* **WHAT IS NEEDED**
Can you convert the items below, from the line with "Class name: blue sky" to the line with "[[0, 419, 480, 640]]" with both included, into a JSON list of strings that has one string per line and leaves out blank lines?

* **RECORDS SHOWN**
---------------
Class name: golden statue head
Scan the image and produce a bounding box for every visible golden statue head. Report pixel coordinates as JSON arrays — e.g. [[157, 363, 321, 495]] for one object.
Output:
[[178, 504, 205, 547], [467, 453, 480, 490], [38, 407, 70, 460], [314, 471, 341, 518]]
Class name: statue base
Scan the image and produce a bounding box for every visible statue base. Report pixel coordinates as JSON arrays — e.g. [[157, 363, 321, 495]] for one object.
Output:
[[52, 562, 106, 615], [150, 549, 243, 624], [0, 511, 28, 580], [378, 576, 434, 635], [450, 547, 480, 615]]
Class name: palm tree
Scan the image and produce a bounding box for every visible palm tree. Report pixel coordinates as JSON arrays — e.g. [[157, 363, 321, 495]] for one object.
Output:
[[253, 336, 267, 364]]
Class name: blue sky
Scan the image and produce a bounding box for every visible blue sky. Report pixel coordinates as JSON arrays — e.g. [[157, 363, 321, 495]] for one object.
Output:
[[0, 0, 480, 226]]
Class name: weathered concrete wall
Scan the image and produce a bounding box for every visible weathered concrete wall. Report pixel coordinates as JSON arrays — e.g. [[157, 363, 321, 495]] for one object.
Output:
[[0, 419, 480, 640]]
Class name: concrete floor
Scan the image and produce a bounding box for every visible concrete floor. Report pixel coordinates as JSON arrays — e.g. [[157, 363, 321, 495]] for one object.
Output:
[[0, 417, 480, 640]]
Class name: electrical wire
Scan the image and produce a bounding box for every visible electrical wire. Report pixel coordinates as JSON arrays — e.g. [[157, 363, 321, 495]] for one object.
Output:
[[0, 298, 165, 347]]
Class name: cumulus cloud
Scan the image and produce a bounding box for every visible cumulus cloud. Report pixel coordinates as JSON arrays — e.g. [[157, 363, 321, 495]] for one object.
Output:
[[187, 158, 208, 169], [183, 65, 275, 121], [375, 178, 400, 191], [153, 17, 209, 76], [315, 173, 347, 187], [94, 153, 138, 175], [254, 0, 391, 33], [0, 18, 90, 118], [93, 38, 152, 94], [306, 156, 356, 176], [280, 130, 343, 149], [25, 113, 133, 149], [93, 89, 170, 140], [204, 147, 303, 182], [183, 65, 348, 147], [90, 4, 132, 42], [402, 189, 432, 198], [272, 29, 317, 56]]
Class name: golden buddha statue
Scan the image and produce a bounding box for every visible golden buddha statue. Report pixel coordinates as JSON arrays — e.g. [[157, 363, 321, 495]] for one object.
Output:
---------------
* **TASK OUTPUT**
[
  "Class name: blue sky",
  "Scan the image and produce a bounding box for every visible blue sky. Report pixel coordinates as JSON arrays — e.g. [[157, 363, 321, 495]] for one object.",
  "Output:",
  "[[0, 0, 480, 226]]",
  "Class name: weathered concrete wall",
  "Scan the image and produce a bounding box for every visible weathered concrete wall. Report pixel coordinates as JSON arrays — e.g. [[157, 363, 321, 495]] for one object.",
  "Output:",
  "[[0, 419, 480, 640]]"
]